> _Parts of the exercise_
A. List every distinct username that heads a post in the dust collection thread.
B. Continue the dust collection thread by writing the post that follows the heading "dbhost (Jan 28, 2008)".

# Dust Collection starting point



## GISer3546 (Jan 30, 2013)

I am in the process of tuning up a used planer which will require at least a 625 cfm dust collection system. This is a garage shop and space is at a premium and related to that I would also like to avoid anything terribly loud. I have looked at a few wall mounted system but am not quite sure what to go with. I have a nice Rikon air cleaner so filter size isn't a huge concern. I have checked on shop vac cone separators but not sure if they will do the job.


----------



## TimPa (Jan 27, 2010)

although shop vac/dust deputy type separators (5 gal bucket) are very good collection for many power tools, i would say the planer is not one of them. primarily because of the amount of debris produced by the planer. 

The cfm of even the higher end shop vacs are still mostly under 200cfm. but i would not be afraid to try a shop vac on a planer, if you build a large volume cyclone separator... so you don't have to empty the barrel often.


----------



## GISer3546 (Jan 30, 2013)

I've seen some promising ideas using the blower from a dryer and just a regular cotton bag. Apparently they're not too loud and will have plenty of cfm.


----------



## TimPa (Jan 27, 2010)

very interesting... let us know if you try one.


----------



## dbhost (Jan 28, 2008)

> _Data excerpts_
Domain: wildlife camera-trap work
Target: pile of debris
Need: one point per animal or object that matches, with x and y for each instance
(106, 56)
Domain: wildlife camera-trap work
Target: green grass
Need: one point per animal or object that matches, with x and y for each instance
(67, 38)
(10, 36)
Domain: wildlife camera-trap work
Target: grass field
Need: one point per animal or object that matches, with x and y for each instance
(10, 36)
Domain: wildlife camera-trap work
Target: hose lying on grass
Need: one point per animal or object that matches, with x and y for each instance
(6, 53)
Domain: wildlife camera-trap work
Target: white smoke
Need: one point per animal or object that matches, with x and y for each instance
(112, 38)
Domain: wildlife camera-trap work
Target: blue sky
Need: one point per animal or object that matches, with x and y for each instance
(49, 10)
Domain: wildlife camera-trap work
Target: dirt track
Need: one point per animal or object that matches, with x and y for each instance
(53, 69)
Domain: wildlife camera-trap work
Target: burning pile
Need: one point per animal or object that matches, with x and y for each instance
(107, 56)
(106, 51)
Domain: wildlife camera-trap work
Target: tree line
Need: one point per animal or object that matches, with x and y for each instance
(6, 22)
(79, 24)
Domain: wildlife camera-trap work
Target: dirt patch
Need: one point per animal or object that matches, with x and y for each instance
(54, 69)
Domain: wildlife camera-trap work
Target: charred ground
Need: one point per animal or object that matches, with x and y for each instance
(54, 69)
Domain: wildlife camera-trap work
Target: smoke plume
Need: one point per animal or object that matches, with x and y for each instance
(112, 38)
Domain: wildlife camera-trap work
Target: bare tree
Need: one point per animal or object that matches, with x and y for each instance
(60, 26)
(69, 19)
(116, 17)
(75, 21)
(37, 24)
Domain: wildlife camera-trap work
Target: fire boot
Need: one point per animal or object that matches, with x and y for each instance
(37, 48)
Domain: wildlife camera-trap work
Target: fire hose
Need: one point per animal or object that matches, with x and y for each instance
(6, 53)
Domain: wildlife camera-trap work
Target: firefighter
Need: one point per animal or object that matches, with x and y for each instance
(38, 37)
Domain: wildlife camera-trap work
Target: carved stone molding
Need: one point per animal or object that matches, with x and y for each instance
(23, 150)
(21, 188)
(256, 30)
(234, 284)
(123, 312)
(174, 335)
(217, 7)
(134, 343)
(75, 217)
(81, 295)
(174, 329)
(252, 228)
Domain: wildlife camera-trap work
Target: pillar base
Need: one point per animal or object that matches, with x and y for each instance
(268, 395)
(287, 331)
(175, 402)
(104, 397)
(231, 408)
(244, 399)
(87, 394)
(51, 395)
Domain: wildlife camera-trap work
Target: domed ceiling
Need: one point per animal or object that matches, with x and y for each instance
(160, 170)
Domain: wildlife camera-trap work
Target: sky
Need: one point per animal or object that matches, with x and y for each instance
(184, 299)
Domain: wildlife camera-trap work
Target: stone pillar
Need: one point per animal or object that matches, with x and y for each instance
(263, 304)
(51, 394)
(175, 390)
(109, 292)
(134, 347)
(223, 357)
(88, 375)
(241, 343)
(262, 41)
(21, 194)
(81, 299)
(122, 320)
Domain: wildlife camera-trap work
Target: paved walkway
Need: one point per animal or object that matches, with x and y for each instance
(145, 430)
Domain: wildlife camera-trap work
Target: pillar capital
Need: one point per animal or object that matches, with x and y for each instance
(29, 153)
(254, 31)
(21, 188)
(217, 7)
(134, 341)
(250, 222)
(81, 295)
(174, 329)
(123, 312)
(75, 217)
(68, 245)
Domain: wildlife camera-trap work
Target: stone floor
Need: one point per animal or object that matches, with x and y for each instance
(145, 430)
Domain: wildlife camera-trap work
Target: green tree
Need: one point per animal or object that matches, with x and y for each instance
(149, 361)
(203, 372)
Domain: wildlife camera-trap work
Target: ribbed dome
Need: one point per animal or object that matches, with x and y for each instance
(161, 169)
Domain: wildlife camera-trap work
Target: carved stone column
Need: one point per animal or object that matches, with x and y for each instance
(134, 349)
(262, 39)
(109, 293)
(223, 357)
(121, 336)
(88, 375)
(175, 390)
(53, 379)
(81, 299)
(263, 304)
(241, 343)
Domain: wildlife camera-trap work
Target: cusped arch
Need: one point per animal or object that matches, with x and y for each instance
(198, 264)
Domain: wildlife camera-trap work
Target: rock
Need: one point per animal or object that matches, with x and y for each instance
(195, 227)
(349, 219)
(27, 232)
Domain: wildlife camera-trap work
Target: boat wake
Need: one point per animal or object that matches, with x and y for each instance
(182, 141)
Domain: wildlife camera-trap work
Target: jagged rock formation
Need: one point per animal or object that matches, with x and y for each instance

> _Responses by task_
A.
GISer3546
TimPa
dbhost

B.
For actual Dust collection, at a minimum I would go with a Harbor Freight 2HP dust collector, with a 1 micron add on filter, and a Thien baffle... The 1 HP wall hangers don't provide enough real world suction, and filtration is even worse, what you do pick up just gets spewed back into the air. Maybe there are upgraded filter bags, but I haven't seen one...


----------



## GISer3546 (Jan 30, 2013)

After some research I will probably go with a harbor freight or keep my eyes open on craigs list for something used. I could easily see the DIY alternatives becoming more work than they're worth. The 1 hp HF model with a better bag or some kind of cyclone seems like it could work but will keep looking at the reviews.


----------



## jacko9 (Dec 29, 2012)

I would look at Oneida Air Systems portable units that give you quality and performance.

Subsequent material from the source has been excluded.